• [SOURCE]:

** start **

As observed in FIG. 7, the image 700 can be viewed as being broken
down into an array of tiles. The particular exemplary image of FIG.
7 consists of an array of 16 tiles by 16 tiles. As observed in FIG.
8 each tile can be further broken down into an array of sheets. The
exemplary depiction of FIG. 8 shows, e.g., the first two tiles 801,
802 along the top row of tiles of the image 700 of FIG. 7. As FIG.
8 shows, each tile can be broken down into an array of sheets. In
the particular example of FIG. 8, each tile is composed of a
16.times.16 array of sheets. Each sheet may be composed, for
example, of a 16.times.16 array of pixel values.
[0075] As described at length above, in various embodiments, a
stencil processor is designed to process a sheet as its unit of
data. Here, a sheet of image data is loaded into the stencil
processor's two dimensional register space and the processor
performs certain image processing tasks on the sheet of image data.
As observed in FIG. 8, in various embodiments, the processing of an
entire image includes, e.g., processing a row of sheets across a
first tile 801 (e.g., in a left to right fashion across the tile)
and then continuing to process sheets in a same direction along the
same row within a second neighboring tile 802.
[0076] The process continues until all sheets along the particular
row are processed across all tiles of the image. Then a next (e.g.,
lower) row of sheets is processed and the process repeats. For
instance after the sixteenth sheet of the sixteenth tile along the
first row of sheets of the image is processed, the first sheet of
the first tile along the second row of sheets is next
processed.

** end **

• [RECORDED DATA]:
** start **

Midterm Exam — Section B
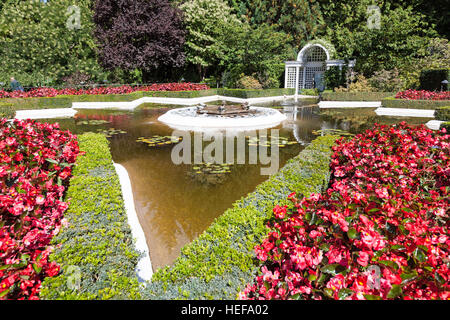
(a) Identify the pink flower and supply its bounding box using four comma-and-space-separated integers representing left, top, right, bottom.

** end **

• [GOAL OF THE EXERCISE]: According to the passage on image tiles and sheets, what does a stencil processor treat as its unit of data?

• [EXERCISE SOLUTION]: A sheet of image data.